Dataset records
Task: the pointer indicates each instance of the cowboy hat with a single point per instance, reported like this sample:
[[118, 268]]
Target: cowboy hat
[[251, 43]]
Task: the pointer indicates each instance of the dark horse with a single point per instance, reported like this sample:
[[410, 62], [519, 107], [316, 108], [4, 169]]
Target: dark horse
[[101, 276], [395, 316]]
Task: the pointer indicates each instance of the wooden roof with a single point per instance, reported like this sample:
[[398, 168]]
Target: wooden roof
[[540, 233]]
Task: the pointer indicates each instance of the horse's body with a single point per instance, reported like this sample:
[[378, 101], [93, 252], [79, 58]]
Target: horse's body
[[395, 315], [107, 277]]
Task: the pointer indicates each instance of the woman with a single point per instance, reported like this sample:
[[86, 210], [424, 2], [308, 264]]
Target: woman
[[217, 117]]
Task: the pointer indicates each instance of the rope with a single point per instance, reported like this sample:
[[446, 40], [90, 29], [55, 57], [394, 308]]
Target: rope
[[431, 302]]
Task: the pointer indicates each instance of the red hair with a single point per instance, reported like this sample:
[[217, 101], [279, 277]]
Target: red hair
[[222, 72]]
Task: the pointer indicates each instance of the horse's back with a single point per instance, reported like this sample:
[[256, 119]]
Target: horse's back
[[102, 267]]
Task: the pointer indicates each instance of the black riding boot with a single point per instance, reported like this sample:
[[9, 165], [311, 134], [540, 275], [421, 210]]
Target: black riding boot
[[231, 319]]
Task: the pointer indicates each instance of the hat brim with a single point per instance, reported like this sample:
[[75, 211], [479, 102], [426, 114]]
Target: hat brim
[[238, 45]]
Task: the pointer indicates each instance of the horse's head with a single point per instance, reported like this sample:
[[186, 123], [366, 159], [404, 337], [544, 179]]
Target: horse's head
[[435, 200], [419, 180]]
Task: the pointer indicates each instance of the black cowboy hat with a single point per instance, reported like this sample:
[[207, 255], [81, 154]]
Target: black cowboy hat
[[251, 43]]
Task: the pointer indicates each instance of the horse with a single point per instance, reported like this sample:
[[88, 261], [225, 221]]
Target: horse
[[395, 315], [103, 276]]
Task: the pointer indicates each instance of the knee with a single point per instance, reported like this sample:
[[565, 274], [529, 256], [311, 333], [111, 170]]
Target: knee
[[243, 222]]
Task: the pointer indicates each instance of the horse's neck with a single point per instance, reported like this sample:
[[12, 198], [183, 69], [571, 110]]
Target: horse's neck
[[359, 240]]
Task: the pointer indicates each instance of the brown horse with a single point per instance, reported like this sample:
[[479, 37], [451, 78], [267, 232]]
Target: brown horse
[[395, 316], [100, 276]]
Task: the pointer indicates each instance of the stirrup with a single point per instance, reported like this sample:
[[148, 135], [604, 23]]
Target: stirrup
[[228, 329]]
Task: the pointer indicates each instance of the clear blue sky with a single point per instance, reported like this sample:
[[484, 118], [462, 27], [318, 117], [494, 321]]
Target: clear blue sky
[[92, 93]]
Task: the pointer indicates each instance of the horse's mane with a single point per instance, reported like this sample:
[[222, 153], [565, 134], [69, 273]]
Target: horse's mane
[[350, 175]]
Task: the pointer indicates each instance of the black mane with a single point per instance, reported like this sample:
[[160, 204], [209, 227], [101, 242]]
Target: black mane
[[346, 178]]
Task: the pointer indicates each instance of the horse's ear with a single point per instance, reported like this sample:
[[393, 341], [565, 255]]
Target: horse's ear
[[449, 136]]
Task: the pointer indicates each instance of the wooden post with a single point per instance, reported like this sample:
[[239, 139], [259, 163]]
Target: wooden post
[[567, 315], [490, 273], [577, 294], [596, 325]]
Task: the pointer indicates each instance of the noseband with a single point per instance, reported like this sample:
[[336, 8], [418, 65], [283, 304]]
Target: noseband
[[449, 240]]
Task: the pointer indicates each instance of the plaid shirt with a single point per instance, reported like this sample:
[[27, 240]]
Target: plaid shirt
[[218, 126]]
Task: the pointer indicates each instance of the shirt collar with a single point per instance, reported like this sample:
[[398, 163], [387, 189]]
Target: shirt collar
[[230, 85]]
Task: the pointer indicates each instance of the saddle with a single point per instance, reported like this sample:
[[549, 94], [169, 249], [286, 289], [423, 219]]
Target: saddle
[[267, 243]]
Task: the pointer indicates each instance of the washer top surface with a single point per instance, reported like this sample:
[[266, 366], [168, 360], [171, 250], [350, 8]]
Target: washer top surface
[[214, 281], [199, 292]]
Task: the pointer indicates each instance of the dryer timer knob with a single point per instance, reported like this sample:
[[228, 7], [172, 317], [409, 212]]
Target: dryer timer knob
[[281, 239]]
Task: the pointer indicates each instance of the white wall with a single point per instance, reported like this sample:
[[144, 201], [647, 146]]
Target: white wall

_CHALLENGE_. Please set down every line of the material above, unchanged and in the same order.

_THE OUTPUT_.
Task: the pointer indicates each instance of the cowboy hat with a single point per instance, reported like this sample:
[[118, 268]]
Target: cowboy hat
[[251, 43]]
Task: the pointer indicates each instance of the dark horse with a single point per instance, reported like this sample:
[[410, 62], [519, 107], [316, 108], [4, 169]]
Target: dark horse
[[101, 276], [395, 316]]
Task: the pointer indicates each instance of the wooden roof with a single point per instance, reported like this sample:
[[398, 168]]
Target: wooden roof
[[540, 233]]
Task: the pointer indicates each instance of the horse's body with a single point per instance, reported like this sample:
[[378, 101], [93, 252], [79, 58]]
Target: horse's body
[[395, 315], [107, 277]]
Task: the pointer indicates each instance of the woman with a single point per instance, reported like this sample:
[[86, 210], [424, 2], [308, 264]]
Target: woman
[[217, 117]]
Task: the pointer indicates each instance of the rope with a single point per instance, reported like this sample:
[[446, 40], [90, 29], [55, 57], [394, 308]]
Target: rope
[[431, 302]]
Task: the pointer indicates each instance of the red hair with a single point per instance, reported like this sample:
[[217, 101], [279, 277]]
Target: red hair
[[222, 72]]
Task: the pointer indicates each instance of the horse's back with a single point per instance, reported like this sample:
[[256, 119]]
Target: horse's back
[[102, 267]]
Task: the pointer indicates each instance of the black riding boot with a single point per instance, reported like this sample:
[[9, 165], [311, 134], [540, 275], [421, 210]]
Target: black riding boot
[[231, 319]]
Task: the pointer indicates each instance of the hat brim with a single point per instance, reported like this sample:
[[75, 211], [479, 102], [426, 114]]
Target: hat brim
[[238, 45]]
Task: the pointer indicates each instance of the horse's head with a single point per instance, reported like this sample:
[[186, 123], [366, 159], [404, 337], [544, 179]]
Target: horse's head
[[435, 200], [419, 180]]
Task: the pointer indicates each instance of the black cowboy hat with a single point per instance, reported like this sample:
[[207, 255], [81, 154]]
Target: black cowboy hat
[[251, 43]]
Task: the pointer indicates each instance of the horse with a single point per instance, reported like this sample:
[[88, 261], [225, 221]]
Target: horse
[[395, 315], [103, 276]]
Task: the pointer indicates each instance of the knee with a single point per instance, reported like this sample:
[[565, 274], [529, 256], [311, 333], [111, 170]]
Target: knee
[[243, 222]]
Task: the pointer indicates each instance of the horse's neck with a single point per instance, reported like this sample:
[[12, 198], [183, 69], [571, 110]]
Target: horse's neck
[[359, 240]]
Task: the pointer indicates each instance of the brown horse with a single point per instance, reported like this sample:
[[479, 37], [451, 78], [267, 232]]
Target: brown horse
[[395, 316], [100, 276]]
Task: the pointer indicates each instance of the stirrup with a single point per instance, reported like this sample:
[[148, 135], [604, 23]]
Target: stirrup
[[228, 329]]
Task: the pointer indicates each instance of the clear blue sky with a single point per instance, reported like this sample:
[[484, 118], [462, 27], [318, 117], [494, 321]]
Target: clear blue sky
[[92, 93]]
Task: the pointer indicates each instance of the horse's mane with a single point per instance, reported like this sample:
[[222, 153], [565, 134], [69, 273]]
Target: horse's mane
[[350, 175]]
Task: the pointer indicates each instance of the black mane with a single point per instance, reported like this sample:
[[160, 204], [209, 227], [101, 242]]
Target: black mane
[[346, 178]]
Task: the pointer indicates each instance of the horse's ear with a single point per instance, reported like this sample:
[[393, 341], [565, 255]]
Target: horse's ear
[[449, 136]]
Task: the pointer indicates each instance of the wooden post with a single point per instance, reported like this sample:
[[239, 139], [259, 163]]
Target: wooden post
[[567, 315], [490, 273], [577, 294], [596, 325]]
Task: the pointer indicates each instance of the noseband with a single point per instance, reported like this sample:
[[336, 8], [418, 65], [283, 304]]
Target: noseband
[[449, 240]]
Task: the pointer indicates each instance of the plaid shirt with a single point per instance, reported like this sample:
[[27, 240]]
Target: plaid shirt
[[218, 126]]
Task: the pointer indicates each instance of the shirt collar with a single point per instance, reported like this sample:
[[398, 163], [387, 189]]
Target: shirt collar
[[230, 85]]
Task: the pointer indicates each instance of the saddle with a single point per instance, reported like this sample:
[[549, 94], [169, 249], [286, 289], [423, 219]]
Target: saddle
[[267, 243]]
Task: the pointer indicates each instance of the washer top surface with a single point per instance, reported like this sample:
[[266, 366], [168, 360], [171, 250], [350, 8]]
Target: washer top surface
[[214, 281], [199, 292]]
Task: the pointer indicates each instance of the dryer timer knob with a single point per instance, reported like this sample:
[[228, 7], [172, 317], [409, 212]]
Target: dryer timer knob
[[281, 239]]
Task: the pointer indicates each instance of the white wall with a single point per instance, reported like this sample:
[[144, 201], [647, 146]]
Target: white wall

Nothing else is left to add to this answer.